正文节选:

2707 字
14 分钟
dae DNS 请求处理流程分析
2025-12-29 10:36:21

本文档详细分析了 dae 程序处理 DNS 请求的完整流程,从 dae0 网卡接收请求到通过宿主机网卡发送到上游 DNS 服务器的整个过程。

1. DNS 请求接收阶段#

入口:从 dae0 网卡接收 UDP 包#

dae 程序启动时,会创建 ControlPlane 并启动 tproxy 监听服务:

132:175:cmd/run.go
func Run(log *logrus.Logger, conf *config.Config, externGeoDataDirs []string) (err error) {
// Remove AbortFile at beginning.
_ = os.Remove(AbortFile)
// New ControlPlane.
c, err := newControlPlane(log, nil, nil, conf, externGeoDataDirs)
if err != nil {
return err
}
var pprofServer *http.Server
if conf.Global.PprofPort != 0 {
pprofAddr := fmt.Sprintf("localhost:%d", conf.Global.PprofPort)
pprofServer = &http.Server{Addr: pprofAddr, Handler: nil}
go pprofServer.ListenAndServe()
}
// Start HTTP server if configured.
if conf.Global.HttpPort != 0 {
go startServer(log, conf)
}
// Serve tproxy TCP/UDP server util signals.
var listener *control.Listener
sigs := make(chan os.Signal, 1)

(标注记录节选)
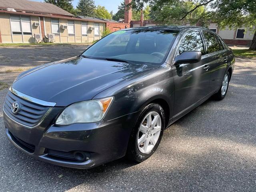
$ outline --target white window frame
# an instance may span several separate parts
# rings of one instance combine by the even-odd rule
[[[58,24],[57,23],[52,23],[52,19],[54,20],[58,20]],[[59,30],[59,32],[58,33],[54,33],[52,32],[52,25],[58,25],[58,30]],[[60,20],[58,18],[51,18],[51,30],[52,31],[52,34],[54,34],[54,35],[55,34],[57,34],[57,35],[60,35]]]
[[[83,25],[83,23],[86,23],[86,25]],[[82,30],[82,27],[86,26],[86,34],[83,33],[83,30]],[[88,36],[88,22],[85,21],[81,21],[81,31],[82,32],[82,36]]]
[[[95,26],[95,24],[99,24],[99,26]],[[95,22],[94,24],[94,37],[100,37],[100,23],[98,23],[98,22]],[[98,35],[95,35],[95,28],[99,28],[99,34]]]
[[[243,28],[242,28],[236,29],[236,39],[244,39],[244,36],[245,36],[245,33],[244,33],[244,37],[243,38],[237,38],[237,32],[238,32],[238,29],[242,29],[243,30],[244,30],[244,31],[245,31],[245,29],[243,29]]]
[[[215,32],[216,33],[217,33],[217,28],[209,28],[209,29],[210,29],[210,30],[212,30],[212,29],[216,29],[216,32]],[[214,32],[214,31],[213,31],[213,32]]]
[[[74,22],[73,24],[69,24],[68,22],[71,21]],[[76,29],[75,28],[75,21],[74,20],[68,20],[68,36],[74,37],[75,36],[75,34],[76,33]],[[74,33],[70,33],[68,31],[68,26],[73,26],[73,29],[74,30]]]

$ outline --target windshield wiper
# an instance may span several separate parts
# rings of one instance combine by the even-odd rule
[[[128,63],[128,62],[122,59],[116,59],[116,58],[110,58],[109,57],[106,58],[92,58],[94,59],[102,59],[102,60],[106,60],[110,61],[116,61],[117,62],[122,62],[123,63]]]
[[[88,59],[92,59],[92,58],[91,58],[90,57],[88,57],[87,56],[86,56],[85,55],[83,55],[82,54],[81,54],[81,55],[80,55],[80,56],[81,56],[82,57],[83,57],[84,58],[88,58]]]

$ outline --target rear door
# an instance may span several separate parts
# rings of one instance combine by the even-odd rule
[[[184,36],[176,55],[186,51],[198,51],[204,55],[204,47],[200,31],[193,30]],[[206,64],[203,58],[197,63],[172,66],[175,86],[174,115],[185,111],[208,94],[210,76],[208,66]]]
[[[214,33],[202,30],[204,39],[206,53],[204,60],[210,68],[209,93],[218,90],[222,83],[228,65],[228,52],[218,37]]]

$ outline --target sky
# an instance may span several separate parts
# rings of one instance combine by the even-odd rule
[[[39,1],[43,2],[43,0],[32,0],[34,1]],[[94,0],[95,5],[100,5],[104,6],[109,12],[113,11],[114,13],[116,13],[118,10],[118,5],[120,5],[121,2],[123,0]],[[73,1],[73,6],[74,8],[76,7],[79,0],[74,0]]]

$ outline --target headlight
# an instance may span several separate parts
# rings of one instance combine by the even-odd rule
[[[55,124],[67,125],[99,121],[103,118],[113,99],[112,97],[72,104],[64,110]]]

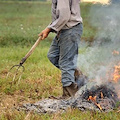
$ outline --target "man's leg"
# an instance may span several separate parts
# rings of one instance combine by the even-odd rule
[[[77,68],[78,44],[80,42],[79,29],[75,26],[72,29],[62,31],[59,37],[60,58],[59,66],[62,71],[63,89],[66,89],[70,96],[78,90],[75,83],[75,69]]]
[[[58,46],[58,38],[57,36],[53,39],[49,52],[48,52],[48,59],[50,60],[50,62],[56,66],[57,68],[59,68],[59,46]]]

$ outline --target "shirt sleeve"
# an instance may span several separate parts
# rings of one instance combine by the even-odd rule
[[[57,0],[56,8],[57,19],[48,25],[52,31],[59,32],[70,19],[69,0]]]

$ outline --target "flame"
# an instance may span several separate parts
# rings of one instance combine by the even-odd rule
[[[96,98],[97,98],[97,96],[94,96],[94,97],[89,96],[88,101],[94,102],[94,104],[95,104],[100,110],[102,110],[101,105],[96,102]]]
[[[120,79],[120,65],[118,66],[116,65],[113,73],[113,81],[117,83],[119,79]]]
[[[88,98],[88,101],[93,101],[93,102],[96,102],[96,97],[97,96],[94,96],[94,97],[92,97],[92,96],[89,96],[89,98]]]
[[[119,55],[119,51],[114,50],[114,51],[112,52],[112,54],[113,54],[113,55]]]

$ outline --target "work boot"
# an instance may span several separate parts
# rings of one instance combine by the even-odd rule
[[[83,75],[83,73],[79,69],[75,69],[75,82],[78,85],[78,89],[84,86],[88,82],[87,76]]]
[[[78,91],[78,86],[76,83],[72,83],[70,86],[63,87],[63,96],[73,97]]]

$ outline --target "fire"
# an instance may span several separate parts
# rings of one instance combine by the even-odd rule
[[[119,79],[120,79],[120,65],[118,66],[116,65],[113,73],[113,81],[117,83]]]
[[[113,54],[113,55],[119,55],[119,51],[114,50],[114,51],[112,52],[112,54]]]
[[[102,92],[101,92],[101,93],[102,93]],[[101,105],[96,102],[96,98],[97,98],[97,96],[94,96],[94,97],[89,96],[88,101],[94,102],[94,104],[95,104],[100,110],[102,110]]]

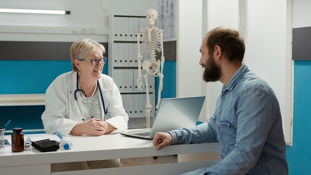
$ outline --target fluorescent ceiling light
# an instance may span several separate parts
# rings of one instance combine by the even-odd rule
[[[65,11],[65,10],[32,10],[32,9],[9,9],[9,8],[0,8],[0,12],[56,14],[70,14],[70,11]]]

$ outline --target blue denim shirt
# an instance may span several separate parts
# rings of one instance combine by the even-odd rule
[[[209,121],[169,133],[173,144],[221,143],[223,160],[204,175],[288,175],[278,100],[245,65],[223,87]]]

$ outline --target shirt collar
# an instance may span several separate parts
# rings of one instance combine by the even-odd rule
[[[233,87],[238,81],[238,80],[242,77],[245,73],[249,71],[248,67],[246,65],[243,64],[242,66],[236,71],[233,76],[231,78],[231,80],[228,83],[227,87],[223,86],[223,91],[225,91],[226,89],[232,90]]]

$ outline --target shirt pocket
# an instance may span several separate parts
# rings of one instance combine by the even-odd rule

练习任务:
• a. 请照录 dae DNS 处理流程一文中从“入口:从 dae0 网卡接收”起至“AbortFile at beginning.”止的文字,首尾两处均包括在内。
• b. 请接着 dae DNS 处理流程一文最后一行之后,续写下一部分。
这些记录与本练习毫无关系。

练习答案:
• a.
入口:从 dae0 网卡接收 UDP 包#

dae 程序启动时,会创建 ControlPlane 并启动 tproxy 监听服务:

132:175:cmd/run.go
func Run(log *logrus.Logger, conf *config.Config, externGeoDataDirs []string) (err error) {
// Remove AbortFile at beginning.

• b.
signal.Notify(sigs, syscall.SIGINT, syscall.SIGTERM, syscall.SIGHUP, syscall.SIGQUIT, syscall.SIGKILL, syscall.SIGILL, syscall.SIGUSR1, syscall.SIGUSR2)
go func() {
readyChan := make(chan bool, 1)
go func() {
<-readyChan
sdnotify.Ready()
if !disablePidFile {
_ = os.WriteFile(PidFilePath, []byte(strconv.Itoa(os.Getpid())), 0644)
}
_ = os.WriteFile(SignalProgressFilePath, []byte{consts.ReloadDone}, 0644)
}()
control.GetDaeNetns().With(func() error {
if listener, err = c.ListenAndServe(readyChan, conf.Global.TproxyPort); err != nil {
log.Errorln("ListenAndServe:", err)
}
return err
})
sigs <- nil
}()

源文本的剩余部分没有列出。